Selected excerpt:
=-=-=-=-=
Figure 1.1 Schematic illustration for the preparation of cellulose nanofibers and cellulose nanocrystals using the wood resource.

Nanocellulose exhibits superior structural characteristics than microcrystalline cellulose (MCC), and possesses high mechanical strength and can be facilely surface‐modified via different strategies. For example, the longitudinal modulus of CNC extracted from tunicate can reach as high as 151 GPa, while the Young's modulus of CNF varies between 58 and 180 GPa and its tensile strength can reach up to 22 GPa according to the type of raw material and the preparation method [14, 15]. Nanocellulose contains greater number of hydroxyl (OH) groups, which make it highly hydrophilic and can be modified via different chemical and physical strategies [16]. Thus, considering its high biocompatibility, high mechanical strength, renewability, and low cost, nanocellulose has received immense consideration as an ideal nanostructure to make new high‐value nanomaterials.

1.2 Preparation of Nanocellulose

Depending on the type of nanocellulose and its source, different strategies are employed for its production. For example, destructuring strategies involving high‐pressure homogenization, grinding, and chemical or enzymatic treatments, are used for the isolation of nanocrystalline cellulose (NCC). In contrast, BNC is naturally produced by different microorganisms. The following section briefly overviews different preparation methods of nanocellulose (see Chapters and 4 for details).

1.2.1 Cellulose Nanocrystals

Cellulose nanocrystals (CNCs) are the mostly commonly used nanocellulose, which are mainly produced through hydrolysis of the amorphous section of cellulose fibers [17]. This process consists of two steps: the pretreatment of the raw material followed by its hydrolysis into CNCs. The raw material contains different impurities in the form of esters, wax, hemicelluloses, and lignin, which are removed by treating with alkaline (NaOH) solution or applying a bleaching method before hydrolysis. Thereafter, the purified raw material is heat‐treated in the acidic environment for around 45 min in general or longer time up to several hours to hydrolyze the amorphous section of cellulose fibers. The obtained suspension is then centrifuged and dialyzed to achieve the purified CNCs. The CNCs produced through this strategy commonly show a rod‐like morphology when observed under transmission electron microscopy (TEM) (Figure 1.2). The diameter and length of CNCs obtained through acid hydrolysis vary depending on raw material type, acid type, and hydrolysis temperature and time. For example, CNCs with diameter of 10–30 nm and length 200–300 nm were obtained through acid hydrolysis of cotton fibers at 65 °C using H2SO4. In contrast, CNCs with the length more than 1 μm were obtained from ascidian under the same experimental conditions [18, 19]. Similarly, CNCs with length 100–200 nm and diameter 10 nm were obtained through acid hydrolysis using HCl under the analogous experimental conditions [20]. Besides acid hydrolysis, other reactants including oxidants such as tetramethyl‐piperidin‐1‐oxyl (TEMPO) or ammonium persulfate (APS), and some bio‐enzymes, are also used for the production of CNCs. For instance, TEMPO, NaBr, and NaClO could be together used to directly produce TEMPO‐oxidized CNC (TOCNC) from cellulose fibers [21]. During the preparation process, the reaction is carried out in an alkaline environment by constantly adding NaOH solution to the reaction mixture until a constant pH is kept. The TOCNC in the mixture could be purified by centrifugation and dialysis. Similarly, Satyamurthy et al. used the cellulolytic fungus to hydrolyze MCC. The yield of this strategy could be as high as 20%; however, its high cost strongly limits its large‐scale application [22].
=-=-=-=-=
Activity list:
(A) Copy the portion of the nanocellulose passage between "Depending on the" and "4 for details).", inclusive.
(B) Carry on the passage about nanocellulose preparation from the point where it stops.

(Image point grounding data)
=-=-=-=-=
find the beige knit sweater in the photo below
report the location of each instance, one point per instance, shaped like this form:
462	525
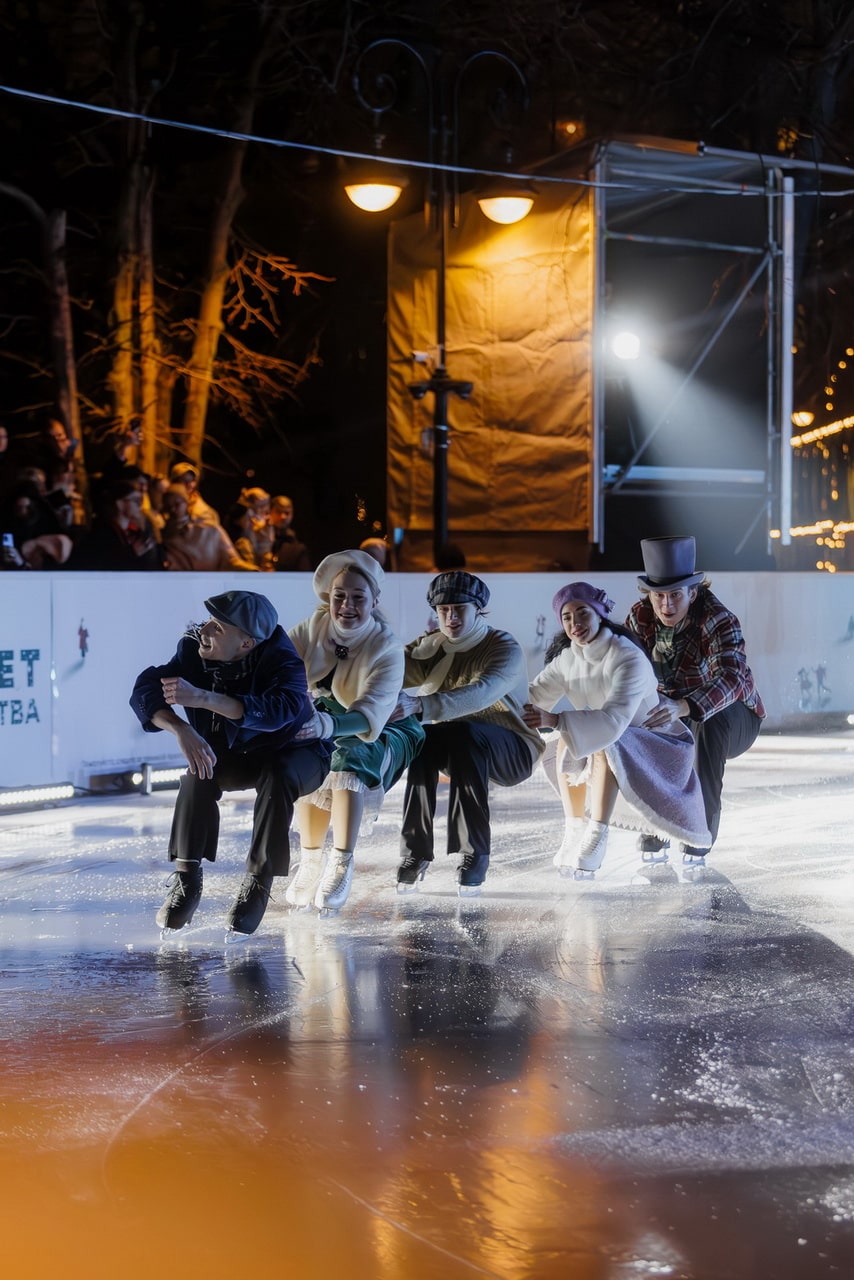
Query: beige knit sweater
488	682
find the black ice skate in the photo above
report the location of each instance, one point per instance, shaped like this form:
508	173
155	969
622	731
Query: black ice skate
653	849
471	873
411	871
182	900
249	906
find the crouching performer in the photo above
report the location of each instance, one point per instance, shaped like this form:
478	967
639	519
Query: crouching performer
243	689
611	688
470	680
355	668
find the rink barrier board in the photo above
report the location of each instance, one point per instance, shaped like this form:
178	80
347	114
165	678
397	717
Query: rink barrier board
72	645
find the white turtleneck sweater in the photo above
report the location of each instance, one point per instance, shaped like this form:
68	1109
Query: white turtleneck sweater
610	685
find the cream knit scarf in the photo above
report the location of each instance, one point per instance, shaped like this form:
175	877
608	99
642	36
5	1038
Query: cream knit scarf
434	641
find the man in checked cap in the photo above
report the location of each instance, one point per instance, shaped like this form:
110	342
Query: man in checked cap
242	688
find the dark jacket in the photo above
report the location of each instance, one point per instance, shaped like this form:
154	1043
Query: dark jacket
270	682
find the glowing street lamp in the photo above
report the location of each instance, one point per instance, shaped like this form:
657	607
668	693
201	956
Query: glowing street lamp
508	204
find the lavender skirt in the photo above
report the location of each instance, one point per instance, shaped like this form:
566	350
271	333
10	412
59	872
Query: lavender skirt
654	771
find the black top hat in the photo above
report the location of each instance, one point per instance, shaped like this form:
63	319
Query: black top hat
670	562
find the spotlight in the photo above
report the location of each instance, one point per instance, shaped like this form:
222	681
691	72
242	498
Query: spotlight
625	344
36	796
156	780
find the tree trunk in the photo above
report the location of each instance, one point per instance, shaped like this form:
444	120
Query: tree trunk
62	341
200	370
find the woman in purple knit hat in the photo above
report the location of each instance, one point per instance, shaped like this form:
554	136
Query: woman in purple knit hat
610	685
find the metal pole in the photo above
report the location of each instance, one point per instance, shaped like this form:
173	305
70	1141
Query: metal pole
785	356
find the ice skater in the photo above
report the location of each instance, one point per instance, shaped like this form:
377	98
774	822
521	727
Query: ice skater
242	686
611	689
697	649
355	668
470	681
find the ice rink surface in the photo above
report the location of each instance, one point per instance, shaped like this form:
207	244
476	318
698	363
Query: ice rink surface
634	1077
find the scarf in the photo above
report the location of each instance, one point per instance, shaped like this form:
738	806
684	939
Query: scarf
435	643
327	644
=-=-=-=-=
Per-task outputs:
(A)
Depending on the type of nanocellulose and its source, different strategies are employed for its production. For example, destructuring strategies involving high‐pressure homogenization, grinding, and chemical or enzymatic treatments, are used for the isolation of nanocrystalline cellulose (NCC). In contrast, BNC is naturally produced by different microorganisms. The following section briefly overviews different preparation methods of nanocellulose (see Chapters and 4 for details).

(B)
Figure 1.2 TEM micrograph of cotton linter‐derivate CNC obtained through acid hydrolysis (scale bar = 200 nm).

1.2.2 Cellulose Nanofibers

Compared to CNCs, the preparation of cellulose nanofibers (CNFs) is much simpler as it does not require severe chemical cleavage in the molecular structure of the cellulose chain. Generally, CNFs are prepared by the physical separation of cellulose fibers, such as grinding, homogenization, and ultrasonication [23–26]. Besides the strategies of mechanical peeling and dissection, CNFs can also be prepared by chemical methods. For example, oxidation of wood raw material by TEMPO under gentle stirring results in fine individual CNFs [27]. Sometimes, both mechanical and chemical strategies could be employed together to produce individual CNFs. For example, carboxymethylation and high‐pressure homogenization can be applied simultaneously to prepare uniformly distributed CNFs [28]. For the preparation of CNFs, the most commonly used raw materials are wood, however, cotton fibers, tunicate, and other raw materials are also attempted to be used. Depending on the type of raw materials, the diameter of CNFs usually varies from 2 to 50 nm [29] (Figure 1.3). CNF usually has a high aspect ratio, which makes it an ideal positive ingredient for the enhancement of polymer materials (see Chapter and 8 for details).

Figure 1.3 Preparation of cellulose nanofibers from different raw materials.

Source: Chen et al. 2018 [29]. Reproduced with permission of RSC.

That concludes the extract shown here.